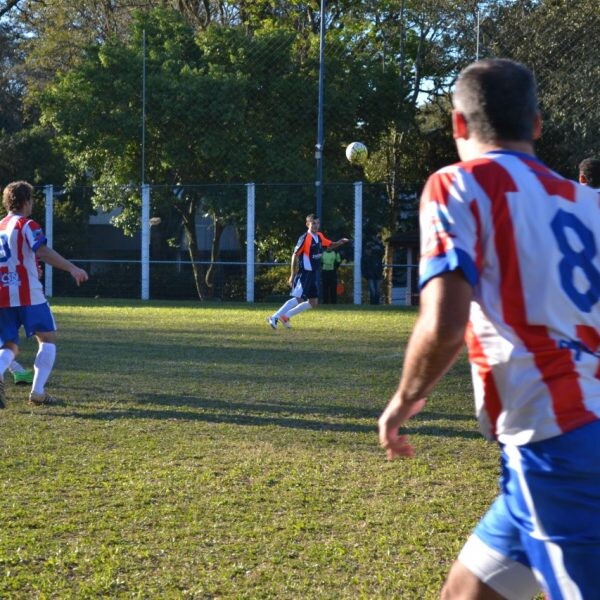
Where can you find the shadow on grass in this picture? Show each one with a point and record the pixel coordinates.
(247, 414)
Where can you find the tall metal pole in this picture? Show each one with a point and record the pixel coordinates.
(320, 135)
(143, 106)
(477, 45)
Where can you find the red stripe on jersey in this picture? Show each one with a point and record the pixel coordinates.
(491, 397)
(24, 288)
(436, 192)
(325, 242)
(304, 248)
(555, 364)
(4, 289)
(478, 249)
(553, 184)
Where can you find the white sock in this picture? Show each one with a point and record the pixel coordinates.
(16, 367)
(291, 303)
(298, 309)
(42, 366)
(6, 357)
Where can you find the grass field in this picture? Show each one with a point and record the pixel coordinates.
(200, 454)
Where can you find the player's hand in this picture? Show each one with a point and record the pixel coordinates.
(79, 275)
(390, 421)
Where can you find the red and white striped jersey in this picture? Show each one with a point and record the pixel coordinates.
(528, 241)
(20, 237)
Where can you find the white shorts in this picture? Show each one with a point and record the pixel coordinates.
(511, 579)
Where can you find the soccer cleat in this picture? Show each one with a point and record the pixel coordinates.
(23, 376)
(44, 399)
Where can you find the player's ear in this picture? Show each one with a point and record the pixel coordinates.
(460, 129)
(537, 126)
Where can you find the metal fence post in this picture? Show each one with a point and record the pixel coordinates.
(357, 241)
(145, 250)
(49, 230)
(250, 233)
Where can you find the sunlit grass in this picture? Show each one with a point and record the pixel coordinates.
(199, 454)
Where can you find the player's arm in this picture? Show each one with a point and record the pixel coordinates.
(432, 349)
(339, 243)
(293, 268)
(52, 257)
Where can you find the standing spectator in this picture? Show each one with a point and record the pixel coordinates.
(372, 270)
(510, 262)
(22, 300)
(305, 277)
(331, 261)
(589, 172)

**ACTIVITY:**
Please print the material exactly as given above, omitting the pictures.

**TASK OUTPUT:**
Where can you find the shadow on grass in this picture? Show each one with a point and record the pixel coordinates.
(247, 414)
Where can you find the tall metal pole in this picture? Show each one with a point and record the pixel coordinates.
(320, 135)
(143, 106)
(477, 45)
Where can you find the red stripe on jersey in this picture? Show each one with a point and record the pixel coordinates.
(491, 397)
(24, 288)
(436, 192)
(325, 242)
(304, 248)
(555, 364)
(4, 289)
(478, 249)
(553, 184)
Where can you find the white sock in this picture? Show each one with a point and record the pixel coordinates.
(16, 367)
(291, 303)
(298, 309)
(42, 366)
(6, 357)
Where can you find the grass field in this picture? Show each one with a point and record the pixel coordinates.
(200, 454)
Where can you find the player's hand in this picture? Show each one with a point and record the pixel coordinates.
(79, 275)
(390, 421)
Where can you find the red and white striped jersey in this picture? Show each one with a point and record the pixel coordinates.
(528, 241)
(20, 237)
Where can you find the white shorts in this picture? Show each one with a point and record the pixel coordinates.
(511, 579)
Where can you find the soccer cleat in this picture? Show each one with a point and record the pixel coordinates.
(23, 376)
(44, 399)
Where can you find the player's ear in this picture? Show each one with a point and record the pixel coordinates.
(460, 129)
(537, 126)
Where can you find the metal fence post in this picture? Show each one with a point and record the pixel coordinates.
(357, 241)
(145, 250)
(49, 230)
(250, 233)
Where can you find the sunlit grass in this picture? Show each one with a point and record the pixel coordinates.
(199, 454)
Where can you find the player's arm in this picture? Show each one with a point and record the pixel coordinates.
(432, 349)
(339, 243)
(293, 268)
(52, 257)
Where can you find the standing spectator in this picture? Show each one with a point and record the pixel coordinates.
(372, 270)
(510, 262)
(22, 300)
(305, 277)
(331, 261)
(589, 172)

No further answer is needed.